(Region pointing data)
────
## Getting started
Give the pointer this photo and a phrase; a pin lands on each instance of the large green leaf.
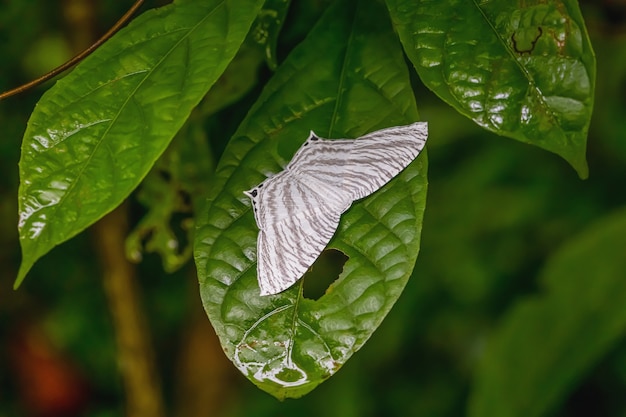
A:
(523, 69)
(546, 343)
(98, 131)
(346, 79)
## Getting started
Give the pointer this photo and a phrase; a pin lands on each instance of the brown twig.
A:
(134, 352)
(78, 57)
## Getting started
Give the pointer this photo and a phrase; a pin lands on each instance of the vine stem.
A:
(134, 353)
(76, 58)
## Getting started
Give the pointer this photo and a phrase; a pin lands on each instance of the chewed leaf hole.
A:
(324, 271)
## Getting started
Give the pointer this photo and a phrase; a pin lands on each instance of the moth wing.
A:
(295, 226)
(350, 169)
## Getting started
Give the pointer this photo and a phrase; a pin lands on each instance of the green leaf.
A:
(548, 342)
(524, 70)
(287, 344)
(171, 192)
(98, 131)
(267, 27)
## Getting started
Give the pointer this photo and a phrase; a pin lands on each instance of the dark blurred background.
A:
(496, 210)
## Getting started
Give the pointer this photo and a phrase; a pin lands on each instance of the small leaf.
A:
(521, 69)
(170, 192)
(548, 342)
(98, 131)
(267, 27)
(287, 344)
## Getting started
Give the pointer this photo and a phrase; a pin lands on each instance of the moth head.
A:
(312, 138)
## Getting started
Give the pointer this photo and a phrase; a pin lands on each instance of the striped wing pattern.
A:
(298, 210)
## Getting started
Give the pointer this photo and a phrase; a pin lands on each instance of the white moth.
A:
(298, 210)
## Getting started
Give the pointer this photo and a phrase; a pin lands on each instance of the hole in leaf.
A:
(324, 271)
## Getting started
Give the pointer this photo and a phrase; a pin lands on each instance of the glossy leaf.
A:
(548, 342)
(287, 344)
(521, 69)
(98, 131)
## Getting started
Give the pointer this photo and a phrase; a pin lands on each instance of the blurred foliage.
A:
(498, 212)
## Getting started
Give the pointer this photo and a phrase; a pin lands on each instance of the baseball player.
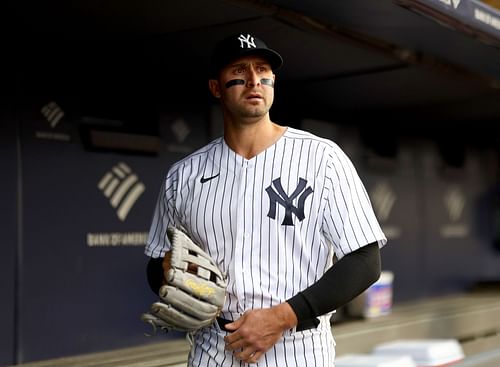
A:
(273, 206)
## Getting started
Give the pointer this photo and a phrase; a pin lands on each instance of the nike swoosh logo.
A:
(206, 179)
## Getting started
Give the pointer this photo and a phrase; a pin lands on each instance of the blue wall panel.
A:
(84, 282)
(8, 220)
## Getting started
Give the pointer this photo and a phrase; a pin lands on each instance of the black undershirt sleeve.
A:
(345, 280)
(154, 271)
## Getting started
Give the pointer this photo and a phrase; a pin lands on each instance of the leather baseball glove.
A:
(194, 291)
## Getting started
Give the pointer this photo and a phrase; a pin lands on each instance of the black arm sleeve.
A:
(345, 280)
(154, 272)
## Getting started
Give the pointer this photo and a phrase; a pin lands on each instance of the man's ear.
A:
(213, 85)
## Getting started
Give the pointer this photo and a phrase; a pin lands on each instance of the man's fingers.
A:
(248, 355)
(236, 344)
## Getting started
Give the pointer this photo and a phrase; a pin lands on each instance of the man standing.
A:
(273, 206)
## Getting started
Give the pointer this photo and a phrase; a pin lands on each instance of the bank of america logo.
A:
(122, 187)
(53, 113)
(383, 198)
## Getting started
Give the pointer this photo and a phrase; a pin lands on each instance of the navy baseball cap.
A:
(238, 45)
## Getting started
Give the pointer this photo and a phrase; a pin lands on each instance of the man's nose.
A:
(252, 78)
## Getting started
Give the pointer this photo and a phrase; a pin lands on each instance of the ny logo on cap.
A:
(249, 40)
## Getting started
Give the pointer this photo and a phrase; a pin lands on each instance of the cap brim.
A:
(274, 59)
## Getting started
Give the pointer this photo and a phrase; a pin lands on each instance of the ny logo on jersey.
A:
(279, 196)
(249, 40)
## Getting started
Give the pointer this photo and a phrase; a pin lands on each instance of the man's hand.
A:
(257, 331)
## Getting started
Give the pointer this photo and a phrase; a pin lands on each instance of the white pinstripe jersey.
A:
(272, 222)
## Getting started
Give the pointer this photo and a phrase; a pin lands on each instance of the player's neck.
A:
(250, 139)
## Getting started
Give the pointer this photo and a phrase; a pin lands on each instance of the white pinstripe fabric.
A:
(267, 262)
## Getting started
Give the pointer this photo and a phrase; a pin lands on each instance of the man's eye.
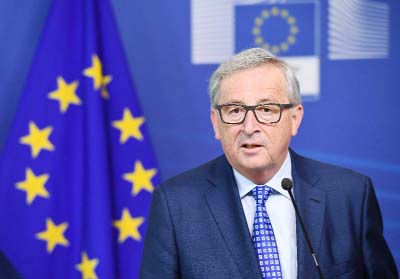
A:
(235, 110)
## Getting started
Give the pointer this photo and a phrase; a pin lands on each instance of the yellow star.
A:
(128, 226)
(65, 94)
(53, 235)
(33, 186)
(140, 178)
(129, 126)
(96, 72)
(87, 267)
(38, 139)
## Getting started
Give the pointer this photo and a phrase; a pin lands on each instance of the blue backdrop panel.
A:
(352, 120)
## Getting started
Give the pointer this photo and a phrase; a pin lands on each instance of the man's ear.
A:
(215, 122)
(297, 116)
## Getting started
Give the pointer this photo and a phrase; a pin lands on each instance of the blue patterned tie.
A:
(263, 236)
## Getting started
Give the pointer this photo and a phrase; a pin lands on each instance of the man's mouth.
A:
(250, 146)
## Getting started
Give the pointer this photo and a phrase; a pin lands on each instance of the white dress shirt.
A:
(281, 213)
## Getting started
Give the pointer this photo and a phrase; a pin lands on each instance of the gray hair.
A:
(248, 59)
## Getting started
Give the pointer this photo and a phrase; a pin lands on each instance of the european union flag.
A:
(78, 170)
(284, 29)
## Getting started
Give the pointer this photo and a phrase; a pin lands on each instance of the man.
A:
(230, 218)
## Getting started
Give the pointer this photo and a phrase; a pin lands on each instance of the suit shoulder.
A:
(327, 171)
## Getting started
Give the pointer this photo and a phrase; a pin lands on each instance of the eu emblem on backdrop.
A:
(78, 169)
(288, 31)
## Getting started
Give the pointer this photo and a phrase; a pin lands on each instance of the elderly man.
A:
(230, 218)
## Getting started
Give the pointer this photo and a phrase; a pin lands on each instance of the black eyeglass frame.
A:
(253, 109)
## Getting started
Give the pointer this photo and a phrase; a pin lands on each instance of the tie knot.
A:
(261, 193)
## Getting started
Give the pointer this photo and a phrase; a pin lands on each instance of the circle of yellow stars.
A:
(267, 14)
(38, 139)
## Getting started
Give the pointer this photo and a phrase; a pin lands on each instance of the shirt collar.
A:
(245, 185)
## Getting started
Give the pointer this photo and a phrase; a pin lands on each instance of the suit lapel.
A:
(311, 203)
(224, 203)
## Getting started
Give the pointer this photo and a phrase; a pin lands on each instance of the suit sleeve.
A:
(159, 260)
(378, 260)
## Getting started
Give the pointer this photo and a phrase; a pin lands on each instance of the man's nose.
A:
(250, 123)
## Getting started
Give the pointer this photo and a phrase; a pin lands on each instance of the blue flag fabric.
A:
(78, 170)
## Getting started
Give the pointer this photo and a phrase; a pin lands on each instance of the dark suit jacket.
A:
(197, 228)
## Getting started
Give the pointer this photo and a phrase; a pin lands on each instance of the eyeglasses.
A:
(265, 113)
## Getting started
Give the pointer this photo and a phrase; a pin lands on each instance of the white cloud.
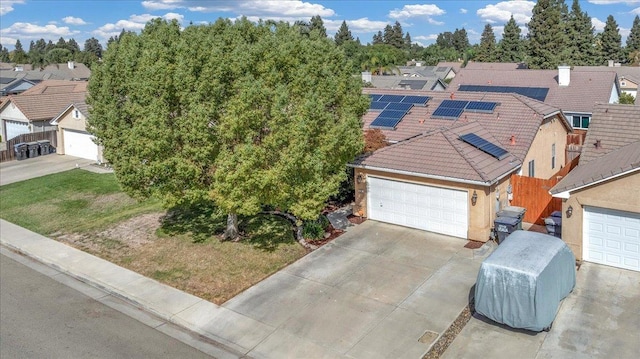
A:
(427, 11)
(250, 8)
(597, 24)
(502, 11)
(134, 23)
(73, 20)
(6, 6)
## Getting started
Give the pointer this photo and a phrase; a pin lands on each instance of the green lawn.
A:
(90, 212)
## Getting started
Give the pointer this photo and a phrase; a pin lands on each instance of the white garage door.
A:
(15, 128)
(612, 237)
(434, 209)
(80, 144)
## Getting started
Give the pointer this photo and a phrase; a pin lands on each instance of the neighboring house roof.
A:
(431, 147)
(80, 106)
(621, 161)
(584, 90)
(405, 82)
(614, 126)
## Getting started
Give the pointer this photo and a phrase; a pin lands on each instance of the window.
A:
(581, 121)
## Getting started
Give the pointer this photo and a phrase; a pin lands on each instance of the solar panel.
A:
(377, 105)
(416, 100)
(481, 106)
(448, 113)
(399, 106)
(453, 104)
(391, 98)
(484, 145)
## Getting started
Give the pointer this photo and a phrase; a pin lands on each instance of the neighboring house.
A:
(601, 196)
(15, 79)
(574, 91)
(33, 110)
(73, 138)
(448, 166)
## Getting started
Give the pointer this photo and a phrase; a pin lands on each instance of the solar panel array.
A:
(536, 93)
(484, 145)
(393, 108)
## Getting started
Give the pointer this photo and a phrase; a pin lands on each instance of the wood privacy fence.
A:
(533, 194)
(9, 155)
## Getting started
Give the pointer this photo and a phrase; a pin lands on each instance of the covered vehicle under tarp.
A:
(523, 281)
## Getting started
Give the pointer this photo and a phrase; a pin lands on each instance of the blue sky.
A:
(28, 20)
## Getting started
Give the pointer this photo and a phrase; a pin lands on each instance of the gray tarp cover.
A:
(523, 281)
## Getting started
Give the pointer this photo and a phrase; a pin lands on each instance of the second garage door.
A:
(80, 144)
(434, 209)
(612, 238)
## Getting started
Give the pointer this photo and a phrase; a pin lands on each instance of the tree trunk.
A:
(231, 233)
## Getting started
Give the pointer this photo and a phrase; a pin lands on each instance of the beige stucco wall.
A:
(481, 215)
(621, 194)
(552, 131)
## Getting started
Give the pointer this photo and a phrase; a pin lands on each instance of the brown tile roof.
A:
(514, 115)
(431, 146)
(585, 87)
(619, 161)
(614, 126)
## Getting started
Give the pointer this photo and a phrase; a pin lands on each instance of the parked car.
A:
(522, 283)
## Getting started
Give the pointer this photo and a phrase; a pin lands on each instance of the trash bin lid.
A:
(511, 221)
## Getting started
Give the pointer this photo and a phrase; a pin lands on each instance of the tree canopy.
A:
(245, 114)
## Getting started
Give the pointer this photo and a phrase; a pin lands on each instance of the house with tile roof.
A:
(32, 110)
(601, 196)
(573, 90)
(73, 138)
(447, 170)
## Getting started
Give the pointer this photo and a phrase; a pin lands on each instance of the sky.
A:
(29, 20)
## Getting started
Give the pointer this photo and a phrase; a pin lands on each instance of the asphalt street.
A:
(42, 318)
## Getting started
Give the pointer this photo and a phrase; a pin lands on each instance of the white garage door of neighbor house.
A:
(433, 209)
(80, 144)
(15, 128)
(612, 237)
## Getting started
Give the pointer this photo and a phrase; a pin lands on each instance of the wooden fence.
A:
(533, 194)
(8, 153)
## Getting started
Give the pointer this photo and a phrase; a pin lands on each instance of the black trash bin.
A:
(20, 150)
(32, 149)
(554, 226)
(45, 147)
(505, 226)
(513, 212)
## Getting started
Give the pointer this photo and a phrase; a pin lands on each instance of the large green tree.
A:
(511, 47)
(611, 41)
(580, 49)
(245, 114)
(487, 51)
(547, 39)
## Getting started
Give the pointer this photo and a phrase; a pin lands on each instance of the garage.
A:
(430, 208)
(15, 128)
(79, 144)
(612, 238)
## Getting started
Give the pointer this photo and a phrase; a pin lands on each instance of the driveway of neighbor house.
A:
(378, 291)
(16, 171)
(599, 319)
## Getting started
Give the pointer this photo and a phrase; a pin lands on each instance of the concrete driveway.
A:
(377, 291)
(599, 319)
(16, 171)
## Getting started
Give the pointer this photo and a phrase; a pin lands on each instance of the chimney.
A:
────
Work order =
Copy out only the lines above from the one with "of america logo." to the one with "logo on jersey.", inclusive, exactly as they stand.

Answer space =
Give the pointer this photo and a phrase; a pin lands on each instance of the bank of america logo.
A:
(122, 187)
(53, 113)
(383, 198)
## Getting started
Give the pointer this photo and a phrase; a pin lands on each instance of the navy baseball cap.
A:
(238, 45)
## Getting started
Give the pointer this photo and a phrase; a pin lands on each instance of the man's nose.
A:
(252, 78)
## Getting started
Give the pointer this photo and a phrase; a pin lands on each instance of the ny logo on cap.
A:
(249, 40)
## Getting started
Give the pointer this photo and a phrase; a pin lands on each instance of the cap brim.
A:
(274, 59)
## Getting started
Give the pointer this photo and a phrase; a pin lands on each instance of the ny logo on jersey.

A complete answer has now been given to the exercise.